## Short exercise
Can you rewrite only the rows from the line containing "Every instance of the seated man" through the line containing "[[831, 479], [965, 555], [1144, 544]]", swapping "armchair" for "chair" and leaving everything else unchanged?

## Listed records
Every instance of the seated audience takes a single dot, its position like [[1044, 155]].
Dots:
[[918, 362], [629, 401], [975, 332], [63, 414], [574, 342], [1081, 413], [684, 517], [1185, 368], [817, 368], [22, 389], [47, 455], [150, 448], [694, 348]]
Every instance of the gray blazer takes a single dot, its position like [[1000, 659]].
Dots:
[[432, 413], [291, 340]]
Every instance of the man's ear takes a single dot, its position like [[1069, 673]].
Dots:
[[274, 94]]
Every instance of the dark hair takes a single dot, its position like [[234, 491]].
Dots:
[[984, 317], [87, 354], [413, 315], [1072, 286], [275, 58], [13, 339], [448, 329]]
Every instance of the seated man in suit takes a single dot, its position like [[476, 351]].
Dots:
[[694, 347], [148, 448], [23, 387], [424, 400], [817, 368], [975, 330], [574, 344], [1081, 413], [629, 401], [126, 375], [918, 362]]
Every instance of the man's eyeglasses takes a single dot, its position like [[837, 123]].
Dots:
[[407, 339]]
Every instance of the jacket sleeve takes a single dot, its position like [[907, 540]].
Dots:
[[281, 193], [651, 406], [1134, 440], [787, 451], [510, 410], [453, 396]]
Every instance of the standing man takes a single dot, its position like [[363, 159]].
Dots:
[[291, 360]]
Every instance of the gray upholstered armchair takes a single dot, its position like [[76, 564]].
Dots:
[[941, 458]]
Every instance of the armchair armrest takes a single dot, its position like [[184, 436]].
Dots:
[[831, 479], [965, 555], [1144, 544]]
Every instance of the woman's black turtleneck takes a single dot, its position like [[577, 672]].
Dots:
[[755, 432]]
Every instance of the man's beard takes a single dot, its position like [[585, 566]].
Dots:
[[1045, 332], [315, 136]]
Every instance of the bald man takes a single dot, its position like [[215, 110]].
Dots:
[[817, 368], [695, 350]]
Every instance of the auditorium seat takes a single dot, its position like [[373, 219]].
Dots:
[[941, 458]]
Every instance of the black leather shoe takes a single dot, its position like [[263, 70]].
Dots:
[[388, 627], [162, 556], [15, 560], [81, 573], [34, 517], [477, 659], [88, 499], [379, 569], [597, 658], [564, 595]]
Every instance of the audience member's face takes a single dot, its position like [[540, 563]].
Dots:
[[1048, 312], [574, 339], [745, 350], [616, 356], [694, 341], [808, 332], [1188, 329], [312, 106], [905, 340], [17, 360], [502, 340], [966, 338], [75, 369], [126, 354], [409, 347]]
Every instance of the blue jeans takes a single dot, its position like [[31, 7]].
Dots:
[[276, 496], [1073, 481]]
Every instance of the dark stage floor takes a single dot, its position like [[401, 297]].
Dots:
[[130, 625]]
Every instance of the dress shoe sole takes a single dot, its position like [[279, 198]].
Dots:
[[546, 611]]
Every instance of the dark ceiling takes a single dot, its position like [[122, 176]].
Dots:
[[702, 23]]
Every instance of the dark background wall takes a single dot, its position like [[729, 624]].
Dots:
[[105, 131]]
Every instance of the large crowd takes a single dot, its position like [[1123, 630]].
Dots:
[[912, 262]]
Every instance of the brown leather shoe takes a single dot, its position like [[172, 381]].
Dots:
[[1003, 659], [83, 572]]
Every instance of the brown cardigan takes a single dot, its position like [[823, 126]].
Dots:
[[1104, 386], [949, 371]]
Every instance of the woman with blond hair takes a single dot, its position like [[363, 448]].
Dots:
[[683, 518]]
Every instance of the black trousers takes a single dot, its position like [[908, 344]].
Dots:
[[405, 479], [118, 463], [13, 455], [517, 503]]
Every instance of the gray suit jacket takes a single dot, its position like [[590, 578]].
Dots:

## Completed task
Every instance of the seated man in suit takes a single dot, its position like [[476, 351]].
Dots:
[[694, 347], [148, 448], [23, 387], [424, 400], [817, 368], [975, 330], [574, 344], [1081, 413], [629, 401], [126, 375], [918, 362]]
Every instance of the man's eyeglasses takes a single dot, its position like [[837, 123]].
Dots:
[[407, 339]]
Every instance of the jacket sleeve takes a single dot, its position like [[907, 540]].
Dots:
[[281, 193], [651, 406], [1134, 440], [787, 451], [510, 410], [453, 396]]
Every instance of the standing man takes a single dot, its position like [[363, 159]].
Dots:
[[291, 360]]
Every instance of the gray upholstered chair takes a single dot, its position like [[76, 564]].
Dots:
[[941, 458]]
Every instance of the chair armrest takes a single dot, its position like [[184, 436]].
Dots:
[[831, 479], [965, 555], [1144, 544]]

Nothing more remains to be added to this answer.